• **Source text**:
━━━━━━━━━━

My brother has learning difficulties and I have his mail forwarded to my address so that I can help him to manage his affairs.

 

I stepped in to manage his affairs because my brother was unable to stand up to telephone salesmen

who were bombarding him with calls in his own home.

 

The situation was so bad (he was falling deeper and deeper in debt) that he has now gone into sheltered accommodation

where he has some protection from people who take advantage of vulnerable people like him.

 

When he moved into the shelter last October I helped him to sort out his affairs

and found that he had a number of insurance policies from different providers which provided him with contents cover.

 

One of these policies, from My Cover, provided him with unnecessary satellite TV insurance.

 

As he was moving I contacted the company to cancel the policy and I was told that the policy could not be cancelled

unless My Cover received this request in writing.

 

I wrote this cancellation letter (which my brother signed) and sent it to the company on the 5 October 2012.

━━━━━━━━━━

• **Data provided**:

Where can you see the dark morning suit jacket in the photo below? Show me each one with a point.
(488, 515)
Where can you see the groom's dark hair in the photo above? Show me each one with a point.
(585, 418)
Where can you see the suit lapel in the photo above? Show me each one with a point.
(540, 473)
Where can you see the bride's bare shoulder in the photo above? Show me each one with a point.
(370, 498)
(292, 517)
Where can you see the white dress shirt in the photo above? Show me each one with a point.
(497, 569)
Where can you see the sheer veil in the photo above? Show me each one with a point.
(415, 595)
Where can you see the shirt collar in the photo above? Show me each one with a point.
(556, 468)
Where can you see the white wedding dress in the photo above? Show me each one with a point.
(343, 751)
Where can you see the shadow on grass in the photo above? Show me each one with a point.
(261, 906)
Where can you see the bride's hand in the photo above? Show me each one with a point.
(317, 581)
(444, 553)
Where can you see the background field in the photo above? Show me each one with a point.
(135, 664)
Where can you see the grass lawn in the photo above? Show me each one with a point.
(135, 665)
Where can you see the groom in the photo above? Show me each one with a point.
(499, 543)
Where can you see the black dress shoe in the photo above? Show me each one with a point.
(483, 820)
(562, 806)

━━━━━━━━━━

• **Required work**:
1) Answer these questions using the text about the brother's insurance, giving each answer on its own line with the matching letter:
(a) What could the brother not stand up to in his own home?
(b) When did the brother move into the shelter?
(c) On what date was the cancellation letter sent to the company?
2) Rewrite the paragraph beginning "As he was moving I contacted the company" from the text about the brother's insurance as a single shorter sentence that keeps its main facts.
3) Pick up the text about the brother's insurance after its last sentence and continue it in the same first-person voice.
The listing has no connection to the text about the brother's insurance.

• **Answers for this exercise**:
1)
(a) Telephone salesmen who were bombarding him with calls.
(b) Last October.
(c) 5 October 2012.

2) When the writer tried to cancel the policy during the move, the company said it would do so only on receiving the request in writing.

3)
Shortly afterwards I received a letter telling me that the company would not cancel the policy

unless they received a cheque for £25 to cover the cost of "administration" for the cancellation of this policy.

 

Again, I wrote a letter dated 12 November 2012 cancelling this policy

and enclosed a £25 cheque from my brother for the administration fee.

My brother signed this letter.

 

We heard nothing more from My Cover and I thought the matter was settled

until we received a letter from them today which was dated the 24th April 2013.

 

The letter had gone to my brother's previous address

(as I check the empty house regularly, I know the letter could not have been received any earlier than the 3rd May).

 

The tone of the letter is very threatening and states that:

'

the insurance is still active (nearly 6 months after our last contact with the company)

because My Cover has not received the cancellation letter

that My Cover is prepared to cancel the agreement if we pay another £25 administration fee within 14 days

(we are already past that 14th day i.e. 8 May 2013)

 

that, should my brother not pay this additional administration fee the matter

will be referred to their Legal Department and my brother will be taken to Court.

 

The letter goes on to explain that my brother will be liable to costs etc

and that a County Court Judgement will seriously affect his credit rating etc

 

Can you advise me on the next best step please?

 

I have the original letters on my computer and these prove when the letters were typed up

but I can't prove that My Cover has received these letters so what can we do about this?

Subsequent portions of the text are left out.